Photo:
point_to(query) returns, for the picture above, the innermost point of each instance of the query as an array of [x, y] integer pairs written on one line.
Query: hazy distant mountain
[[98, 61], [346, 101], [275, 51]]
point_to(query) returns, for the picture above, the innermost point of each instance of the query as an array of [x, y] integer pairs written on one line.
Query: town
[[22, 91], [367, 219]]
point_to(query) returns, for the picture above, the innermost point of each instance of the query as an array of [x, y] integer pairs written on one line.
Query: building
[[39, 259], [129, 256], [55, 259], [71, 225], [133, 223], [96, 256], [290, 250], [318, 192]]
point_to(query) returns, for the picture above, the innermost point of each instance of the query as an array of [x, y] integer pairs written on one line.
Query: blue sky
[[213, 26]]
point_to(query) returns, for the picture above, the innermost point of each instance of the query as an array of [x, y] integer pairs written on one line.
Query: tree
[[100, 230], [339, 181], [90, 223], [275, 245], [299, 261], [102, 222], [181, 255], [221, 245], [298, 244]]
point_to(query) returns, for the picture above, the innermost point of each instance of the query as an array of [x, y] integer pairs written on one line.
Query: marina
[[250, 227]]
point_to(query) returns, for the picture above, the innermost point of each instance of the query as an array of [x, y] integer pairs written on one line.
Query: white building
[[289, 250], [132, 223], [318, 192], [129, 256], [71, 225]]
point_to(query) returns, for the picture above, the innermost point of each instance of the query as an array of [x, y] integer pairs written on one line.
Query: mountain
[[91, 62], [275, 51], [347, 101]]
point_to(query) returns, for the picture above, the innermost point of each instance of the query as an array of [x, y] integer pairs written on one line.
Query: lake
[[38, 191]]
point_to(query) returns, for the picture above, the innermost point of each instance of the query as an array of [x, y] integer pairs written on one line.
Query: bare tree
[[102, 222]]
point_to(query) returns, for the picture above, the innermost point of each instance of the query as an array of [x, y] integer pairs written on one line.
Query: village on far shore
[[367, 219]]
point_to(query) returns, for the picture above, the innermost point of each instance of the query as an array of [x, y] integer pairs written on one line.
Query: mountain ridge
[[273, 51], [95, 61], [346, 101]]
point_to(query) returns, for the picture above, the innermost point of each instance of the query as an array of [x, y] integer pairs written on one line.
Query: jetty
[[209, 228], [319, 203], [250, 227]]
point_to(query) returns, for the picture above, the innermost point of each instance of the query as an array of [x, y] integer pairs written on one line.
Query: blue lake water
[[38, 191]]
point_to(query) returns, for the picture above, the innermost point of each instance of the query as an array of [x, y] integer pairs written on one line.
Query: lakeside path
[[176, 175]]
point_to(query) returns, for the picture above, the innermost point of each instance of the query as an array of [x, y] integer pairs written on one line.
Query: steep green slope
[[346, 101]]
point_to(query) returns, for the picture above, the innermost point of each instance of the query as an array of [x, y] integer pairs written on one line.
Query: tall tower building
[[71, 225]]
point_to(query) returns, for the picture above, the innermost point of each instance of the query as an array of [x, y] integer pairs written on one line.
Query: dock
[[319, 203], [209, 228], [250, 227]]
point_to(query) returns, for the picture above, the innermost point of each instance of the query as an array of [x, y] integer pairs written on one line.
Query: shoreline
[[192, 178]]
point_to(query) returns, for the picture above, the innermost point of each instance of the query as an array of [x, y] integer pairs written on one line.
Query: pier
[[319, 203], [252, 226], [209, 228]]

WRITTEN EXERCISE ▸ All of the entries above need to be reproduced exactly.

OUTPUT OF THE TASK ▸
Photo:
point_to(query) returns, for the picture above, the innermost point of each instance of the query as an array of [x, y] integer pairs written on one line.
Query: hazy distant mountain
[[98, 61], [346, 101], [275, 51]]
point_to(query) returns, for the picture above, the innermost point of each instance of the query as an array of [x, y] integer pairs written on one line.
Query: town
[[22, 91], [367, 219]]
point_to(query) returns, for the picture above, the innermost point of each instance of the query as an array of [x, y] integer pairs written on one line.
Query: building
[[39, 259], [129, 256], [55, 259], [71, 225], [133, 223], [96, 256], [290, 250], [318, 192]]
point_to(query) returns, for the picture above, the innermost point of each instance of the query as an array of [x, y] integer pairs written on one line.
Query: blue sky
[[213, 26]]
point_to(query) returns, for the picture above, the innermost point of each instance of the query as an array of [x, y] integer pairs written on one line.
Query: tree
[[100, 230], [339, 181], [90, 223], [275, 245], [299, 261], [102, 222], [181, 255], [221, 245], [298, 244]]
point_to(query) returns, for the picture above, the innermost point of each instance of the query as an array of [x, y] integer pairs written on one line.
Query: marina
[[250, 227]]
point_to(query) returns, for the picture above, the innermost point of each instance of the query as an array of [x, y] integer pairs written on one line.
Query: white building
[[289, 250], [132, 223], [318, 192], [129, 256], [71, 225]]
point_to(query) returns, for the picture above, the innermost point of each instance of the query as an array of [x, y] integer pairs written on one line.
Query: mountain
[[91, 62], [275, 51], [347, 101]]
point_to(query) returns, for the picture above, the innermost point of each instance of the query as an array of [x, y] integer pairs written on one line.
Query: lake
[[38, 191]]
point_to(query) returns, for the picture above, the innermost point of each instance of the query as an array of [x, y] integer pairs written on one line.
Query: bare tree
[[102, 222]]
point_to(query) returns, for the picture above, the innermost point of each instance of the query as an array of [x, y] integer pairs written on one line.
Query: village on far shore
[[367, 219]]
point_to(query) returns, for the picture above, the innermost point of each instance of the query as an array of [x, y] integer pairs written on one line.
Query: mountain ridge
[[273, 51], [95, 61], [346, 101]]
point_to(query) returns, for the picture above, the innermost point of each instance of the query as an array of [x, y] integer pairs written on one line.
Query: jetty
[[209, 228], [319, 203], [250, 227]]
point_to(query) returns, for the picture above, the innermost point of each instance of the query as an array of [x, y] integer pairs written on one line.
Query: blue lake water
[[38, 191]]
point_to(query) returns, for the picture above, the innermost point of each instance of the query as an array of [x, y] integer pairs written on one line.
Query: lakeside path
[[176, 175]]
point_to(query) returns, for the picture above, the innermost point of each instance of the query as an array of [x, y] integer pairs written on one line.
Query: steep green slope
[[346, 101]]
point_to(query) returns, for the picture above, the innermost point of each instance of the query as an array of [x, y] integer pairs written on one line.
Query: tall tower building
[[71, 225]]
point_to(query) returns, for the picture above, the innermost point of each instance of the query as an array of [x, y] integer pairs written on one line.
Query: dock
[[319, 203], [209, 228], [250, 227]]
point_to(query) returns, for the picture above, the innermost point of each instance of the query as an array of [x, y] integer pairs written on one line.
Query: shoreline
[[192, 178]]
point_to(query) returns, for the picture above, the innermost point of each instance of the query as an array of [x, y] integer pairs written on one line.
Query: pier
[[319, 203], [252, 226], [209, 228]]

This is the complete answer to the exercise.